• **ASSIGNED TASK 1**: List every audio file format that the Whisper-1 overview gives as supported.
• **ASSIGNED TASK 2**: Carry the Whisper-1 overview further, starting after its last line about the language code.

• **GIVEN PASSAGE**:
= Beginning of Section =
Overview
Whisper-1 is OpenAI’s speech recognition model that accurately transcribes audio to text, supporting multiple languages and audio formats.
Supported Features
Multi-language Recognition Supports automatic recognition of 99+ languages
Timestamps Optional word-level or segment-level timestamps
Speaker Separation Distinguish different speakers (beta feature)
Format Conversion Supports multiple output formats
Request Parameters
Audio file to transcribe. Supported formats: mp3, mp4, mpeg, mpga, m4a, wav, webm Maximum file size: 25 MB
Language code (ISO-639-1) of the audio, e.g. en or zh. Specifying the language improves accuracy and speed.
= End of Section =
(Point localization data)
= Beginning of Section =
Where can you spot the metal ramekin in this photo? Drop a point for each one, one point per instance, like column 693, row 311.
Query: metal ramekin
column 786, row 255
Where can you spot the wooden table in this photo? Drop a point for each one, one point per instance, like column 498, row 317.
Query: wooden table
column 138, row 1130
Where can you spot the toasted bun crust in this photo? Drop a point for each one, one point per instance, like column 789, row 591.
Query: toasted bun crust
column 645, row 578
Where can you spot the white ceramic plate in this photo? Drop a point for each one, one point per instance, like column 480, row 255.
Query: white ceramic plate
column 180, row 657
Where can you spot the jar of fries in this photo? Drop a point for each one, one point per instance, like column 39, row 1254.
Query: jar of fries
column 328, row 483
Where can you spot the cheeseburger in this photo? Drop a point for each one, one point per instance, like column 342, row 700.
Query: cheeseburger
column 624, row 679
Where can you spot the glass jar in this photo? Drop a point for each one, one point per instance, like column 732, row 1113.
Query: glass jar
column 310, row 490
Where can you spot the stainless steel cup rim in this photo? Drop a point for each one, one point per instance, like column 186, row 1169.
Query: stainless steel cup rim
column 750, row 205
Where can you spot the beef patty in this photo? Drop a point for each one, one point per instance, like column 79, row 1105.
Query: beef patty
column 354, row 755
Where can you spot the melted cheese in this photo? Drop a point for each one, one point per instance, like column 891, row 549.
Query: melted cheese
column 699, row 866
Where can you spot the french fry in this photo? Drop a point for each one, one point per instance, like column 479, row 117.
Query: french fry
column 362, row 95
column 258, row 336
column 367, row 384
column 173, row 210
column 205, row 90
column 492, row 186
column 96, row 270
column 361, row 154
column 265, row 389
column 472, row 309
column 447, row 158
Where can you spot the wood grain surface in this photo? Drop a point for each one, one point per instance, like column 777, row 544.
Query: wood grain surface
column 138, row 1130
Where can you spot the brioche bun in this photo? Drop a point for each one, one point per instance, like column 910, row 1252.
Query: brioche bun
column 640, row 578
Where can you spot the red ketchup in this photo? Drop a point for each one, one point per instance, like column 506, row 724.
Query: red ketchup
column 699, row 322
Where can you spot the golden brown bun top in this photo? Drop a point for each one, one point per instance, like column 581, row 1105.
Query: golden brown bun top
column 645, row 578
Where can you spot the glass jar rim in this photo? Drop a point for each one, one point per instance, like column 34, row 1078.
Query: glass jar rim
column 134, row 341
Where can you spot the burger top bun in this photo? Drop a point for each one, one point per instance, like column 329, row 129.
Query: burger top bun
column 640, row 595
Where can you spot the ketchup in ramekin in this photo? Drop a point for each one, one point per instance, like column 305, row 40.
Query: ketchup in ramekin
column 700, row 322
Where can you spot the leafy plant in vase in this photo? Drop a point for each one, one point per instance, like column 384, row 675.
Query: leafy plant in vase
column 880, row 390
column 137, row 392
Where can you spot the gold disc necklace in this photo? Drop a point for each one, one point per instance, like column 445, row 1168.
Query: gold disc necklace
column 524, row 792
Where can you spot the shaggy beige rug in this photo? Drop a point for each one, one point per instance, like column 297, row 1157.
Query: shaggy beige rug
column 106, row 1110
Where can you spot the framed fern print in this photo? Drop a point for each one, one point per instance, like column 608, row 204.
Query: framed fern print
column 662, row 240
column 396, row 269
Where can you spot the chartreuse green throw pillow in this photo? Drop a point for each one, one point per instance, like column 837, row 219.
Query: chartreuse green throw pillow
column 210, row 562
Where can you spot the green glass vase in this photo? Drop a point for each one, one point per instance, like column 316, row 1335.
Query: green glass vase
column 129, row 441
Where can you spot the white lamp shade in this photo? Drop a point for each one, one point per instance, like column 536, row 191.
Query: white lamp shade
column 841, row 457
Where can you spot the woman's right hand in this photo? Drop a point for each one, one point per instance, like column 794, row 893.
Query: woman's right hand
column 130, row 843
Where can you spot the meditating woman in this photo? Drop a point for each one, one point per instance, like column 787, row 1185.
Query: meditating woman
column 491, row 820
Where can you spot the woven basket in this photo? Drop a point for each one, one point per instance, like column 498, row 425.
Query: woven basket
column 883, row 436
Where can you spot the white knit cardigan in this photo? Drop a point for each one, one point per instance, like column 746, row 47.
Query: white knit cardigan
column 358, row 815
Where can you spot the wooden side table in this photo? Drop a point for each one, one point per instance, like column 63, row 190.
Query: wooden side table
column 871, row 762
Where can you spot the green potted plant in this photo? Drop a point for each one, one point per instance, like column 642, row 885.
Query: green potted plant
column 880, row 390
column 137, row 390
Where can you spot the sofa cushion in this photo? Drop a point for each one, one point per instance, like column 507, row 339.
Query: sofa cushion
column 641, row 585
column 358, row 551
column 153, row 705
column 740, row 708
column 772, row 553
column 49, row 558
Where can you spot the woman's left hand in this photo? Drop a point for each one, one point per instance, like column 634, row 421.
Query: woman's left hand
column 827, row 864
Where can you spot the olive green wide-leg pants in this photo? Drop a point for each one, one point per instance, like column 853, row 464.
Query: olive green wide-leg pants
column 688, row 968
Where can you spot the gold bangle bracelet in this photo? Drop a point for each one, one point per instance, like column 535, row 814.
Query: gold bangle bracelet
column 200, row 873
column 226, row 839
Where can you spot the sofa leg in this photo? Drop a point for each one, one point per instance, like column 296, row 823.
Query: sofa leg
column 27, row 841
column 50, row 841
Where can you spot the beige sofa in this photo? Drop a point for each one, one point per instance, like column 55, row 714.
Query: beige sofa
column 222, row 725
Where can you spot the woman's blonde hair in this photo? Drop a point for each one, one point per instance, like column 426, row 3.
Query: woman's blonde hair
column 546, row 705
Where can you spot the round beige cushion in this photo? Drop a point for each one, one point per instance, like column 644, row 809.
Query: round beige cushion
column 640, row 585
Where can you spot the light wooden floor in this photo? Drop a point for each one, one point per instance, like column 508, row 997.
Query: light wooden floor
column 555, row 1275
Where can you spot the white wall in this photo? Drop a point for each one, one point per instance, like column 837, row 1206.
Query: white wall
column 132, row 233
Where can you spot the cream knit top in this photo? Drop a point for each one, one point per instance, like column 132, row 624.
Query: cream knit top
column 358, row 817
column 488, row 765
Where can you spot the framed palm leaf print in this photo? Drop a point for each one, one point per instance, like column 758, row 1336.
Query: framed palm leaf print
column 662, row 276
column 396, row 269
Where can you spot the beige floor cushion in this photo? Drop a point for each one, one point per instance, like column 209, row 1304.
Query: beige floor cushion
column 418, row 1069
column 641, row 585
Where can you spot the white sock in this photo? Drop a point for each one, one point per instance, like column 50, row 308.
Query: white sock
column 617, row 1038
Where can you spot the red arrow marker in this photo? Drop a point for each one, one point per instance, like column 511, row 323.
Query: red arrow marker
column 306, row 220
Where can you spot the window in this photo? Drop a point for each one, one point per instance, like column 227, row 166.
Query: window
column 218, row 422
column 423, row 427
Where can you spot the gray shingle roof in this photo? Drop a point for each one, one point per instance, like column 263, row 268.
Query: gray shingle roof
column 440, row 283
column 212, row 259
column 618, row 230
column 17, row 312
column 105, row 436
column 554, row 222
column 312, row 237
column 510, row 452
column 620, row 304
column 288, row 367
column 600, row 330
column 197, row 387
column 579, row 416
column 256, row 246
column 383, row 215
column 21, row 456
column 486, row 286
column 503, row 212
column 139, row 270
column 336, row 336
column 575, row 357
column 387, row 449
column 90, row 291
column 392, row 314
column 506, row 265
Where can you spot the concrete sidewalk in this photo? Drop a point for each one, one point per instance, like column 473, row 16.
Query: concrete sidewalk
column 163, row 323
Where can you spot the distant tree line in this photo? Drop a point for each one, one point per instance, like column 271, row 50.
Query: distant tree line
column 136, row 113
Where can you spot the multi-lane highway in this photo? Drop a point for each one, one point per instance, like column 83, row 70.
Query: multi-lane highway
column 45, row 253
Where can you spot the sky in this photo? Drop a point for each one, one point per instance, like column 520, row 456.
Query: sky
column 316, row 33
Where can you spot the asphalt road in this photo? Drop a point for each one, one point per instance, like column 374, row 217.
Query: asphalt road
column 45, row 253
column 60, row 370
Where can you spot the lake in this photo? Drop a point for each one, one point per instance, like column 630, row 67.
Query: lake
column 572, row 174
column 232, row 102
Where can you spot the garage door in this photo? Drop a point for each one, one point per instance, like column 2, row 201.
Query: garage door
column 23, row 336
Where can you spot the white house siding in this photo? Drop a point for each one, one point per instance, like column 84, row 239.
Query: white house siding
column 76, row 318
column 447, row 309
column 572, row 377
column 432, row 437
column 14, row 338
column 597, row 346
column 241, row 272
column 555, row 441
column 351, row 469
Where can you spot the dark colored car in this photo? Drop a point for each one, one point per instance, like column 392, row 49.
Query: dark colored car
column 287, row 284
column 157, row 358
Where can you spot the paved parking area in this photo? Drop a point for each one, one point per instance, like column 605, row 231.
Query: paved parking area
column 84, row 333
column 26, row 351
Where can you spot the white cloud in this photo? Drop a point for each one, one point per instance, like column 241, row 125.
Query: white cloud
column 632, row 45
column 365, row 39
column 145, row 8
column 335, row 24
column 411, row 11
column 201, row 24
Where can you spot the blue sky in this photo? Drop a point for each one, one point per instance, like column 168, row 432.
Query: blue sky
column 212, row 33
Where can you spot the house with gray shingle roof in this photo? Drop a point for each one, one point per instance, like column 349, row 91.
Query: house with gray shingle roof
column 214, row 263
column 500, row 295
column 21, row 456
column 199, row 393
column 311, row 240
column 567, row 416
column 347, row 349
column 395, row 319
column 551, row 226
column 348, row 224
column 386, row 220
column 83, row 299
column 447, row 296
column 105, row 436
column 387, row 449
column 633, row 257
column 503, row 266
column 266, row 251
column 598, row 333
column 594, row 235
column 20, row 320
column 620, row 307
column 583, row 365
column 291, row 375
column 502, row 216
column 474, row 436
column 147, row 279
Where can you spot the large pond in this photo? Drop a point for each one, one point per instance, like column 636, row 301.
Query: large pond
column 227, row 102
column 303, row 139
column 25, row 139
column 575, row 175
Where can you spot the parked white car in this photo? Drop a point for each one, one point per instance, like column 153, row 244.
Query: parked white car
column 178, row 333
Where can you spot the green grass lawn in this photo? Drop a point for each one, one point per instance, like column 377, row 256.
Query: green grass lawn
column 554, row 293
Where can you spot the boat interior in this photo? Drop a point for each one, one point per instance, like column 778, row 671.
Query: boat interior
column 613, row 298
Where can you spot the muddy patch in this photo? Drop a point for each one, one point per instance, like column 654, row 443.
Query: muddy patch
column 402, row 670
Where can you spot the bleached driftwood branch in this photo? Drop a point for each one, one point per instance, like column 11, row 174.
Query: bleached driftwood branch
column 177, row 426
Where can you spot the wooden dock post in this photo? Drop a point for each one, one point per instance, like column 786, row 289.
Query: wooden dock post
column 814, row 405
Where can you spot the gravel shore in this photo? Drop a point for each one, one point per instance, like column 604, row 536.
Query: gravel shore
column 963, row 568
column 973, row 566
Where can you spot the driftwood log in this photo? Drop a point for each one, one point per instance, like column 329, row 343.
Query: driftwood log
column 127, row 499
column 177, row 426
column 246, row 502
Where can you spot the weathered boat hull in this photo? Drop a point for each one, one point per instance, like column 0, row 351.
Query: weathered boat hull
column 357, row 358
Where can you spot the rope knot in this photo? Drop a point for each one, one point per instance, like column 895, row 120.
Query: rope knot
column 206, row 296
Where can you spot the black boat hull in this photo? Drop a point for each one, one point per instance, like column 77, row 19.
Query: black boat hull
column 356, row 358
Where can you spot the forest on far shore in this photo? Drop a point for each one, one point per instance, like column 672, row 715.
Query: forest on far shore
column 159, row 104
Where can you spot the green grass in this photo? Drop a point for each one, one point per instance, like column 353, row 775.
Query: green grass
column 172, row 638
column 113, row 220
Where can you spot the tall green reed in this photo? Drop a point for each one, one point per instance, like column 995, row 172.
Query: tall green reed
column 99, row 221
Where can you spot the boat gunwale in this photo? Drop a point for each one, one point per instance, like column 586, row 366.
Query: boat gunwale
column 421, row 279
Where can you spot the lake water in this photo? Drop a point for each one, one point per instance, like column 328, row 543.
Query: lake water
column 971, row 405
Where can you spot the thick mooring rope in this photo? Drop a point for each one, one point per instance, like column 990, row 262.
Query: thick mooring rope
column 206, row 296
= End of Section =
• **RESPONSE 1**: mp3, mp4, mpeg, mpga, m4a, wav, webm

• **RESPONSE 2**:
Output format:
json - JSON format
text - Plain text
srt - Subtitle file format
verbose_json - Detailed JSON with timestamps
vtt - WebVTT subtitle format
Request Example
import openai
client = openai.OpenAI(
api_key = "YOUR_API_KEY" ,
base_url = "https://ai.kaiho.cc/v1"
)
# Basic transcription
with open ( "audio.mp3" , "rb" ) as audio_file:
transcription = client.audio.transcriptions.create(
model = "whisper-1" ,
file = audio_file,
language = "en"
)
print (transcription.text)
Accuracy Improvement: Specify the correct language code and include proper nouns or technical terms in the prompt to significantly improve transcription accuracy.